### Фрагмент текста:
-----
- 53 -

3

Я выхожу замуж. Скульпторы, художники, поэты. Убийство Мирбаха и первый арест Л.А.Никитина, страхи и хлопоты. М.В.Никитина и ее дети. Зима 1918-1919 года в Москве.

 

В одно из воскресений в конце мая или в начале июня мы поехали в Зоопарк. Л.А. сунул мизинец в клетку к какому-то маленькому зверьку (кажется, это был хорек), и тот его сильно укусил. Пошла кровь. Я разорвала свой носовой платок и перевязала палец. Л.А. это так тронуло, что на обратном пути, уже сходя

 

- 54 -

с трамвая возле университета (вечером у него был урок английского языка), он сказал мне: "Я хочу, чтобы ты всегда была со мною. Скажи дома и переезжай ко мне!" Я могла только прошептать: "Меня же не отпустят..."
-----
### Исходные данные:

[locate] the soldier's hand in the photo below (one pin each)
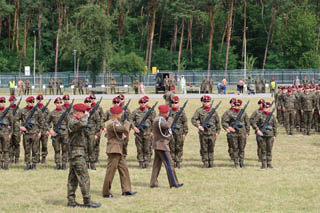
(201, 128)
-----
### Задания:
(1) Обновите отрывок воспоминаний, начиная со слов «Я выхожу замуж.» и заканчивая словами «года в Москве.», поставив «Архитекторы» вместо «Скульпторы».
(2) Допишите воспоминания о замужестве и московской жизни 1918 года, начав сразу после последнего приведённого предложения.

### Результаты выполнения:
(1)
Я выхожу замуж. Архитекторы, художники, поэты. Убийство Мирбаха и первый арест Л.А.Никитина, страхи и хлопоты. М.В.Никитина и ее дети. Зима 1918-1919 года в Москве.

(2)
Но моя бабушка отнеслась к этому событию как-то безразлично. Просто она была очень стара, и после смерти дедушки 8 октября 1916 г. она как-то совсем растерялась. Всем в доме заправляла тетя Маруся - Мария Васильевна Соболева. Она единственная, кроме Марии Васильевны Никитиной, приняла какое-то участие в моем замужестве, подарила мне отрез на платье и колечко с аметистом. Тем все и ограничилось.

Разговора М.В.Никитиной с моей бабушкой, к которой она приехала, чтобы обо всем договориться, не получилось. На всю ее сердечность и пылкость бабушка отвечала сдержанно и холодно. Я помню хорошо, как они сидели в плетеных креслах на террасе дедушкиного дома, увитого диким виноградом. На бабушке была черная юбка и белая английская блузка в черную полоску и с черным бантиком. Как всегда она строга и сурова, только голова трясется после смерти Сергея. Напротив нее - М.В.Никитина в ярком полувосточном наряде, за который бабушка ее окрестила "цыганкой" - очень полная, очень смуглая. И даже на прямой вопрос: "Но если им будет трудно, мы же с Вами поможем им, правда?" - бабушка жестко ответила: "Нет уж, ушла из дома - отрезанный ломоть. Пусть сами, как знают, так и живут!"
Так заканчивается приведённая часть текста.